--- RECORDS PROVIDED Enclosed Below ---
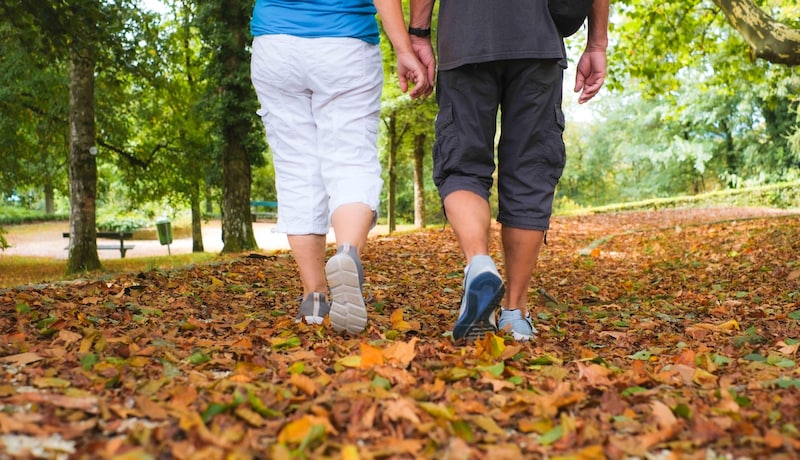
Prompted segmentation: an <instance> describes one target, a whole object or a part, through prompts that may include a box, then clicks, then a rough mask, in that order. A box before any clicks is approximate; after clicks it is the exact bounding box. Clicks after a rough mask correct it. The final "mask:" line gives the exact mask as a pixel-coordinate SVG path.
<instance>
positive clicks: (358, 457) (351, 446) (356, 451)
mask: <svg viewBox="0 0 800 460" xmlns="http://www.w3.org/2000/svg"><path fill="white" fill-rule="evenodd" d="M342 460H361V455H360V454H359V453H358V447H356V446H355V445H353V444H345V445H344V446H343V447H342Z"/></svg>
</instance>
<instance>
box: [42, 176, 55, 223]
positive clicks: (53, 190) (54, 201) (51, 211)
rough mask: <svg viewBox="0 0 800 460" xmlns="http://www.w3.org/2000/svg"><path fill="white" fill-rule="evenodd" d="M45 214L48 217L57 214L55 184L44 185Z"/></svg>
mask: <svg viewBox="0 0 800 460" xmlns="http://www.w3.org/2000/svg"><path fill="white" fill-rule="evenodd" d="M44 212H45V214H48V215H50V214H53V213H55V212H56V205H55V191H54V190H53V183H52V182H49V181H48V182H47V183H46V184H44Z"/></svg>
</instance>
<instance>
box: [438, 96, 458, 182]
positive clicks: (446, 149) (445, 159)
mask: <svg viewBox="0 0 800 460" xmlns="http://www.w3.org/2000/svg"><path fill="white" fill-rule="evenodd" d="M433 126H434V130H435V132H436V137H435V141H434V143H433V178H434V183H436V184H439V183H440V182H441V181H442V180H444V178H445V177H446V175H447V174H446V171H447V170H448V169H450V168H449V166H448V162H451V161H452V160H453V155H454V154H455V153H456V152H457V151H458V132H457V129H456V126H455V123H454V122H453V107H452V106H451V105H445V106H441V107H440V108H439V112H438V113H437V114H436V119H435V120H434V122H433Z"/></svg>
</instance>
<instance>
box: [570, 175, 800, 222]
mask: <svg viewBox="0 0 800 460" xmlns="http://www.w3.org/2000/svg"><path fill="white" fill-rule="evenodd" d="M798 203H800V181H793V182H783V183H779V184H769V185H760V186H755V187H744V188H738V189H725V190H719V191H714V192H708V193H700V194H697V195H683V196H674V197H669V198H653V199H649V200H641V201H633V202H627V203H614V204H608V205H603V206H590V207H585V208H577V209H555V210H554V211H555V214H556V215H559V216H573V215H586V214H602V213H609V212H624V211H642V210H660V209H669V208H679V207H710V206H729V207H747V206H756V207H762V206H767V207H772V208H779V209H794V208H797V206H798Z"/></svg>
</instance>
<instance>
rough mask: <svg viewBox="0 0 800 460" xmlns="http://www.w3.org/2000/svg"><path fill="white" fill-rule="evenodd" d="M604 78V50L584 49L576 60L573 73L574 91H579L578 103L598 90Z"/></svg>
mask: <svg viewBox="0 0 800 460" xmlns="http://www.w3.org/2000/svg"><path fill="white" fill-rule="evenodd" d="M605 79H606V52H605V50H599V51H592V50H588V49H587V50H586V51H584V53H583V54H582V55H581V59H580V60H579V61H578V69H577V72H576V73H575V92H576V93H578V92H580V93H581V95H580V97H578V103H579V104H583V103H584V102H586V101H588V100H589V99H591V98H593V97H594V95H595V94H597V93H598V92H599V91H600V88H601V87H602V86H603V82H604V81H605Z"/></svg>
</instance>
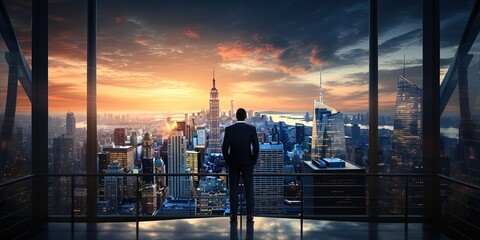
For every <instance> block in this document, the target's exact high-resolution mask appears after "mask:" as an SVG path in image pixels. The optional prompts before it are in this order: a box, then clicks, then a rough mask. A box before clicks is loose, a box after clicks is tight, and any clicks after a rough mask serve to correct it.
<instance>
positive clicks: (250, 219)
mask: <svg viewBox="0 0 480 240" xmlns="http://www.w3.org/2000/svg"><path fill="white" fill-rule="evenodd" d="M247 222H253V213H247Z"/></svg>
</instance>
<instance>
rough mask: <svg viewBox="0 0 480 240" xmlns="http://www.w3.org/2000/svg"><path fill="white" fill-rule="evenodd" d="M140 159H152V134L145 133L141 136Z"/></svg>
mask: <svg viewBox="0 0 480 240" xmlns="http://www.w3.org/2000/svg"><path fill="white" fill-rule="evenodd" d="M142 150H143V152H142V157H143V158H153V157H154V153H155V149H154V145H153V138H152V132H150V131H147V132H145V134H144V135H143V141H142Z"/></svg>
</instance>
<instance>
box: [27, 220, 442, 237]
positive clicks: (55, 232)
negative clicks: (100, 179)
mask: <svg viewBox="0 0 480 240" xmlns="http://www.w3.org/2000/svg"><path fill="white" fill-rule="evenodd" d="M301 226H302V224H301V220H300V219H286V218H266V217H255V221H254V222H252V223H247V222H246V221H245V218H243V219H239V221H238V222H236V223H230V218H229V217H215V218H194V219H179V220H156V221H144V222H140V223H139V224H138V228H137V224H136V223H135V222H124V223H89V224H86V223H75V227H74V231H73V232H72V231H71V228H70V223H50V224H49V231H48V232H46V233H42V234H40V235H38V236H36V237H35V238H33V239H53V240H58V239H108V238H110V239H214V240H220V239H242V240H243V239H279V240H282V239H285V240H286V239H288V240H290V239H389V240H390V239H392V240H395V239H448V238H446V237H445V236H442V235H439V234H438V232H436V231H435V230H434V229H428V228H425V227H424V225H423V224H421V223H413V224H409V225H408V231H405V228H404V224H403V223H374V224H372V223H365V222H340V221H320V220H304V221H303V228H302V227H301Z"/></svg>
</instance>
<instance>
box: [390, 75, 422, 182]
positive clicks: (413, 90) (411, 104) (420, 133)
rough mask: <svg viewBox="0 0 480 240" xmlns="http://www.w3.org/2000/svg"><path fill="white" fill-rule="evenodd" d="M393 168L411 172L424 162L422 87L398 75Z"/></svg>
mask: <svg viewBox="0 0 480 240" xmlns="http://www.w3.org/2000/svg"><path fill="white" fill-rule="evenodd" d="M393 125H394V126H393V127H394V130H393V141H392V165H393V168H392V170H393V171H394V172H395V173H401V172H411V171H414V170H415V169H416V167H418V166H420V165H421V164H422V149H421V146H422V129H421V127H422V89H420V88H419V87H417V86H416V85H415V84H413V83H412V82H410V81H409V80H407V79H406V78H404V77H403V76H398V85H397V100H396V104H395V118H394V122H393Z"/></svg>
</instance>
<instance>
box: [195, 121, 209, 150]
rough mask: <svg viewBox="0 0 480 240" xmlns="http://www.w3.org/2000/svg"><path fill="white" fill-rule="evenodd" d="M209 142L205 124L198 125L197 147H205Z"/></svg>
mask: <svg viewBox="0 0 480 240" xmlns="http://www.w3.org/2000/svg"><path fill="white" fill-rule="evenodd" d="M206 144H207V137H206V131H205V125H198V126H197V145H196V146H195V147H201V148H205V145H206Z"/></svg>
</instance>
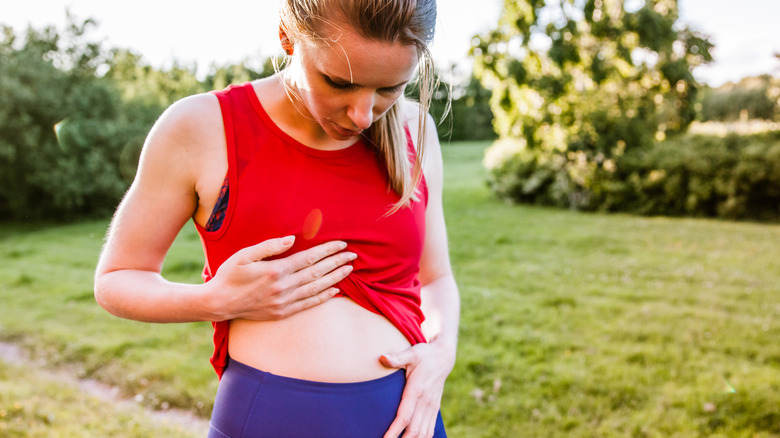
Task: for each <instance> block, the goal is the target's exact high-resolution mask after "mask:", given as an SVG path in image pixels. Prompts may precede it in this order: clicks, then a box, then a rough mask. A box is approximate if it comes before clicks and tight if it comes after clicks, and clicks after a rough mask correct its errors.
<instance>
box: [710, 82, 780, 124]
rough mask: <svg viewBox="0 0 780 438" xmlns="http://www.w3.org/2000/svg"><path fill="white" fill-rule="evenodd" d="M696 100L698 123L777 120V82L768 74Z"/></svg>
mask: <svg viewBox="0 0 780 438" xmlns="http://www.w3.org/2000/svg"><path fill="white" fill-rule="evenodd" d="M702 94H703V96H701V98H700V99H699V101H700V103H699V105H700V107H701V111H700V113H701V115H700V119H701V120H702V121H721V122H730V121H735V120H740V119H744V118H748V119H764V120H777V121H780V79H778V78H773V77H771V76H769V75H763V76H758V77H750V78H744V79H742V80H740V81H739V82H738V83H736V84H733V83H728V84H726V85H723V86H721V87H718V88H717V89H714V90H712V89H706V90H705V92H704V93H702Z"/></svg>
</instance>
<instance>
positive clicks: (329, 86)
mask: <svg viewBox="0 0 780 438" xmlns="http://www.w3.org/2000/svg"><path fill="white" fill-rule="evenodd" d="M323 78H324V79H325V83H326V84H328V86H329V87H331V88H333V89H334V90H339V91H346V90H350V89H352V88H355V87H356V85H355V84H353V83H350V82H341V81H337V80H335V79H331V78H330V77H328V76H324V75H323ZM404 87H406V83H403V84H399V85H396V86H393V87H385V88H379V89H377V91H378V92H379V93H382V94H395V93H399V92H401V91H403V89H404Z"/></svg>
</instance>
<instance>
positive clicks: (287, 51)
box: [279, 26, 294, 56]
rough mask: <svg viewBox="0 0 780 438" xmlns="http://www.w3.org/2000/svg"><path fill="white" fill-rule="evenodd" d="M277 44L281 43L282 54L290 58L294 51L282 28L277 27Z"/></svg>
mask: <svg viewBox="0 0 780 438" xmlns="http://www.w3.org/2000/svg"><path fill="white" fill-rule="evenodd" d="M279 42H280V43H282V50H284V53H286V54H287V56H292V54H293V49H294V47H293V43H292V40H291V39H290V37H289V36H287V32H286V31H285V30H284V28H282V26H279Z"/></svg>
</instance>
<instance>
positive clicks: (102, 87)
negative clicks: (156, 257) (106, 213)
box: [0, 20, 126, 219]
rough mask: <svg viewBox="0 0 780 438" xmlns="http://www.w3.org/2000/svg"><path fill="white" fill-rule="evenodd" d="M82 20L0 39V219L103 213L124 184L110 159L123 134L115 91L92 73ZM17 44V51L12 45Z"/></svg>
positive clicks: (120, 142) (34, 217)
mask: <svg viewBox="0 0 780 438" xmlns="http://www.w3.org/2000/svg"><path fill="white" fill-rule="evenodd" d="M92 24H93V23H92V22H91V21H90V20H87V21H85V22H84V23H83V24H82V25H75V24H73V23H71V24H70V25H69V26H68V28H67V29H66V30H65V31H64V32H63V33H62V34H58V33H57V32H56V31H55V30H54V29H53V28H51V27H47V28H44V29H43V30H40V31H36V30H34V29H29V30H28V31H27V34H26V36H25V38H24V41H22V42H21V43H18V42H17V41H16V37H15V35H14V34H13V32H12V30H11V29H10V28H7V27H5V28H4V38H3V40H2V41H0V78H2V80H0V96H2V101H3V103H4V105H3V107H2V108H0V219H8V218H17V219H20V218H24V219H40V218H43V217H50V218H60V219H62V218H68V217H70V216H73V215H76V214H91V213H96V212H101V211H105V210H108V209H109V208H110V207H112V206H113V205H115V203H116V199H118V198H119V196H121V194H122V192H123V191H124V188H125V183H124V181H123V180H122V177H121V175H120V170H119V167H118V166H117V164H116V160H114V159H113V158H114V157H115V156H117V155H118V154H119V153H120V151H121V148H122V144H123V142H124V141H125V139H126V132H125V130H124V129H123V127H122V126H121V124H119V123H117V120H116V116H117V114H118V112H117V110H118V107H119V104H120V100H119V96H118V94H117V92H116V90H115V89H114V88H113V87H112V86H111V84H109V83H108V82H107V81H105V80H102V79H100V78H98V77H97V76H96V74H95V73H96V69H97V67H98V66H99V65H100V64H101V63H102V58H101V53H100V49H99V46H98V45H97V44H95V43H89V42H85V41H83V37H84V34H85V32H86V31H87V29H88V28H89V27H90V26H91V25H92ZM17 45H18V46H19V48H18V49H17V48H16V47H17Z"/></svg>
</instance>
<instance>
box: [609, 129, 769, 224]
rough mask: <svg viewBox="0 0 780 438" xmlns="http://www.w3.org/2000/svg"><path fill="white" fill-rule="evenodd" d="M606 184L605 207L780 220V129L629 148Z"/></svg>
--- End of Enclosed RECORDS PROVIDED ---
**EXERCISE DETAILS**
Print the lines from the beginning of the records through the line containing "positive clicks: (358, 457)", inclusive, reproducing them verbatim. Leave the pictures out of your answer.

**TASK OUTPUT**
Prompted segmentation: an <instance> describes one target, a whole object or a part, through prompts that may include a box, then clicks, then a rough mask, in that order. A box before any clicks is approximate; after clicks it is the exact bounding box. Clicks after a rough mask correct it. The final "mask:" line gives the exact mask as a pixel-coordinate SVG path.
<instance>
positive clicks: (358, 457) (351, 446) (356, 451)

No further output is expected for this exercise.